Collected data
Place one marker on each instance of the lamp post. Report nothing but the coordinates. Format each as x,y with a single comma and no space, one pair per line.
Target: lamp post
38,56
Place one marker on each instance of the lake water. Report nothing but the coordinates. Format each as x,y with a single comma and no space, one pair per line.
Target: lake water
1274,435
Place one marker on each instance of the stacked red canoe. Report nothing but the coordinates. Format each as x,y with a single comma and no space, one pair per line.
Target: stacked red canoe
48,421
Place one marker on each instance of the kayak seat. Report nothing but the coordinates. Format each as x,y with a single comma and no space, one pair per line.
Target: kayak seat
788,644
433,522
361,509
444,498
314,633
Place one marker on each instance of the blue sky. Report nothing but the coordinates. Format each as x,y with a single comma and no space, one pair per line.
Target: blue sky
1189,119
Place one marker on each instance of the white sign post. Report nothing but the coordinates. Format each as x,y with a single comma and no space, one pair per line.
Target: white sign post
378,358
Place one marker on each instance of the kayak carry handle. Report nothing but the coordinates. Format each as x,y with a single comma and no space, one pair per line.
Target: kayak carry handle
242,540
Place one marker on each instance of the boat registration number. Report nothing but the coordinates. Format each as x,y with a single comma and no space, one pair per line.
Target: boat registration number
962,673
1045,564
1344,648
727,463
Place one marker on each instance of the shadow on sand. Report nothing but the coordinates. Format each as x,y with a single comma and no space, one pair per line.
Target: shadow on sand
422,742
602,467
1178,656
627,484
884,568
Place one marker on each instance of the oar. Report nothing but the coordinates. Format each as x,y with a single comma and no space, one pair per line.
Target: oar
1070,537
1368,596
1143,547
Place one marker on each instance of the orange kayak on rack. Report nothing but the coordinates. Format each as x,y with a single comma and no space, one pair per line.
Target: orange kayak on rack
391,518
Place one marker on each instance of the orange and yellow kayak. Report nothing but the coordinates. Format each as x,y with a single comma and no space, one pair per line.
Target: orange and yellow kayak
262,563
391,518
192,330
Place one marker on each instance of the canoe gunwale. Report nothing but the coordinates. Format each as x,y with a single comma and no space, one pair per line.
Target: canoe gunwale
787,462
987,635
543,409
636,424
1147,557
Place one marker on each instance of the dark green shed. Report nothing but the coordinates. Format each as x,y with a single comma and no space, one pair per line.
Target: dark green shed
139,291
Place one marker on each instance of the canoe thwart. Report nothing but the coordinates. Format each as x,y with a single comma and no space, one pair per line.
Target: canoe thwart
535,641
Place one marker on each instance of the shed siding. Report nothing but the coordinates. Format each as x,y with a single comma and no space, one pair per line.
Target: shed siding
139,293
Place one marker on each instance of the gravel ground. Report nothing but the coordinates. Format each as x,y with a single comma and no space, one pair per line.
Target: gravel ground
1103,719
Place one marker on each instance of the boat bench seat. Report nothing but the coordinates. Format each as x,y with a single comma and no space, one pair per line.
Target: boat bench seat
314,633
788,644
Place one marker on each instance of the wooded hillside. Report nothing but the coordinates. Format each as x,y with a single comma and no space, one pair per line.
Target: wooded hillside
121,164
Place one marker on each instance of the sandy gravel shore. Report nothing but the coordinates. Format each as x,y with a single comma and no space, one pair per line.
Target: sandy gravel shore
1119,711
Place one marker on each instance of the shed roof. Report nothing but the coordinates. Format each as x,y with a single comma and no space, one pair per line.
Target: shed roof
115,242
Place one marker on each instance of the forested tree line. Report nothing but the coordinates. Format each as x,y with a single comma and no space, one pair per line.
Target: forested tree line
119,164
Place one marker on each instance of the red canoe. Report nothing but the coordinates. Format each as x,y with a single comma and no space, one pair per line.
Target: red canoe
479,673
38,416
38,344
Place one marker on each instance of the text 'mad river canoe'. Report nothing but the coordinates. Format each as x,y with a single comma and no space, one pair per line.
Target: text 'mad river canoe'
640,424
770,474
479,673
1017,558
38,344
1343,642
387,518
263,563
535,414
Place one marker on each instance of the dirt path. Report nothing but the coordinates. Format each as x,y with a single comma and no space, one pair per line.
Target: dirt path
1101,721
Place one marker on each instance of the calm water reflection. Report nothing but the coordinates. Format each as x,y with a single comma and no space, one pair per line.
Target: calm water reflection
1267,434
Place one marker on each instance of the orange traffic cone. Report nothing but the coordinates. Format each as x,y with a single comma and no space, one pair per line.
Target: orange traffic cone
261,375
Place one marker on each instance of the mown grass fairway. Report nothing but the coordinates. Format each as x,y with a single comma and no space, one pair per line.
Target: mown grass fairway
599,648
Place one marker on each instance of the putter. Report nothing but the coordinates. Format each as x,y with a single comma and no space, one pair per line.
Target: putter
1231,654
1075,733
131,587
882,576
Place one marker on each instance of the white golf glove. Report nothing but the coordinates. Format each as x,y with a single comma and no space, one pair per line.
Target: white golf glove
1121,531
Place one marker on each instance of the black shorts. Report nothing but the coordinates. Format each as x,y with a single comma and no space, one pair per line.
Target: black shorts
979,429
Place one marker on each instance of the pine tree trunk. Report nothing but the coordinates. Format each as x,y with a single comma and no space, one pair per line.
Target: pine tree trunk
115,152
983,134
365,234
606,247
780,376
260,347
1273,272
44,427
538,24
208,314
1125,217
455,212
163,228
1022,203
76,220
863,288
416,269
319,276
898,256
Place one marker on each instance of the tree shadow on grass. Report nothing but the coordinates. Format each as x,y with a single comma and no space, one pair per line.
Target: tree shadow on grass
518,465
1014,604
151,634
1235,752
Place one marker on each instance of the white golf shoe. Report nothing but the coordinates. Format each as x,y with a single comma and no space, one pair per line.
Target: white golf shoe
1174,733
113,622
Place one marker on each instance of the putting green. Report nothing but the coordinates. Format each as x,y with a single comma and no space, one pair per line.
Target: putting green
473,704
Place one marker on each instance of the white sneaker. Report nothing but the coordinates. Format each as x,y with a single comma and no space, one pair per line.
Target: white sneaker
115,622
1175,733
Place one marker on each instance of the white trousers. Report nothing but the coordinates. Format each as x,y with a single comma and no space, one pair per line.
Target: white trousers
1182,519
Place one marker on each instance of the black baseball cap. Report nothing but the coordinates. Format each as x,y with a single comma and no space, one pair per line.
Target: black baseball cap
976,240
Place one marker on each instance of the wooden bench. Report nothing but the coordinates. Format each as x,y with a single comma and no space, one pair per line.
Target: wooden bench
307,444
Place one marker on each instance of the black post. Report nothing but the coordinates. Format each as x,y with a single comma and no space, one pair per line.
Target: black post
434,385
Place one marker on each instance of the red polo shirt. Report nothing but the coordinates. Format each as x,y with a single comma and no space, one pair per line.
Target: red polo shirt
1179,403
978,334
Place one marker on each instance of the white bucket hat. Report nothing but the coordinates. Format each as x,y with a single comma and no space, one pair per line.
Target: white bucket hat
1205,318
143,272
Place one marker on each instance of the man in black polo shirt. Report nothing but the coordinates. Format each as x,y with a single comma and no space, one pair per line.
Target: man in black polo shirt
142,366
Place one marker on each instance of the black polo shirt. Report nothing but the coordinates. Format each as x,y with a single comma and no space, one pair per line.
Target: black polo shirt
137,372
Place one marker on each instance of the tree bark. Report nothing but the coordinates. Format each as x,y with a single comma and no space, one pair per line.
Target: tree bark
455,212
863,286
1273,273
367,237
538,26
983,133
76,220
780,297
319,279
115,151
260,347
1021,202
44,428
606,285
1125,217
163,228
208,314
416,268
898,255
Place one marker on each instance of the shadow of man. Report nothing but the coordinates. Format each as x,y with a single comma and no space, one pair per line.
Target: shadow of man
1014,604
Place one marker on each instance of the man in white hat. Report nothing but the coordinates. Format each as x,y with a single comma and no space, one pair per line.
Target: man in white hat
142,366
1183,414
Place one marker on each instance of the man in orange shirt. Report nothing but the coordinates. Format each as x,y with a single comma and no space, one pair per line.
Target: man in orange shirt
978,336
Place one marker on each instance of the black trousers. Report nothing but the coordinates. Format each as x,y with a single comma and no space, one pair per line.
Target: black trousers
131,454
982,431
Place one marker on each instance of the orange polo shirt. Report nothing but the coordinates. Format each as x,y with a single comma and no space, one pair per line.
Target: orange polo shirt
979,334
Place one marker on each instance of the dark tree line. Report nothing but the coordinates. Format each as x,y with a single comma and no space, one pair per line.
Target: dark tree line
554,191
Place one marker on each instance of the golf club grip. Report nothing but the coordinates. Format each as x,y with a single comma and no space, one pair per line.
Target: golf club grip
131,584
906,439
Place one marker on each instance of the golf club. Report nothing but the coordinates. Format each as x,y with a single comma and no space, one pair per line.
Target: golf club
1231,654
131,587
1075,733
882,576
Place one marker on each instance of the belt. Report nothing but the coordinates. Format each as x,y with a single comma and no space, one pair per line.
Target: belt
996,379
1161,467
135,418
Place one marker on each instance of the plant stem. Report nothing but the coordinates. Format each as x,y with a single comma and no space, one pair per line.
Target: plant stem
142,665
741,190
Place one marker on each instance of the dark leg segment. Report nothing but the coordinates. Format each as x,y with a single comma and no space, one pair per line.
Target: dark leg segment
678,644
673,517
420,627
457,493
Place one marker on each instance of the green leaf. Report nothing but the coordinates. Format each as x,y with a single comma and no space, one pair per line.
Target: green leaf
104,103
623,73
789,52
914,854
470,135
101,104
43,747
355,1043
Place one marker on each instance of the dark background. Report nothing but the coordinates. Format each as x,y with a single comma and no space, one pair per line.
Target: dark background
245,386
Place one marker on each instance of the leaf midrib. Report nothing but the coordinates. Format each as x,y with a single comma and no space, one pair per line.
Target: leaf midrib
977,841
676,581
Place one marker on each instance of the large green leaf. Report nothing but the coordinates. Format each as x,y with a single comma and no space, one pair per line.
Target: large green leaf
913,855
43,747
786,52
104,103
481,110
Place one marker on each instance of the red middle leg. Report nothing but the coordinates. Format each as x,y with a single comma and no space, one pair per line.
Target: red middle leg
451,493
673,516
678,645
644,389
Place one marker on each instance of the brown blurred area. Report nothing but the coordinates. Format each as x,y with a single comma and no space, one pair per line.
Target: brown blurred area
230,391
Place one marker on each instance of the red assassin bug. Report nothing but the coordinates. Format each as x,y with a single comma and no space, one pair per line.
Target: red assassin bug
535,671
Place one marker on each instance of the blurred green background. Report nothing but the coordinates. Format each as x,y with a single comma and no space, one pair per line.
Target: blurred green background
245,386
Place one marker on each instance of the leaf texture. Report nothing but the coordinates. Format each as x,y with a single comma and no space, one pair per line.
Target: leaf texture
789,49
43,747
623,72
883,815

Requirement => In the records above, copy exactly the lines from the one that contains "Target: red middle leg" through the last, and nothing else.

Answer to the problem =>
Target: red middle leg
451,493
673,516
678,645
644,389
Place one marker on each instance of the brown blurred area. Report nothing but the coordinates. Format each as x,y with a single comma and no space, one pair per line.
Target: brown blurred area
230,391
Place one marker on each instance of the red assassin bug. Report nothing but the coordinates. Format each as x,y with a single comma and no space, one pair per line.
Target: red assassin bug
535,671
Place one marker on each instance of the blurred green background. Report nothing but the coordinates. Format each as x,y with a single comma and no space, one pair per line.
Target: blurred green background
245,386
Place one marker on each instance of the leaf texture. Report nothing but the coordinates. Format each as x,y with a single comma and no space, one pair per line.
Target: leaf texture
789,49
43,747
623,72
883,815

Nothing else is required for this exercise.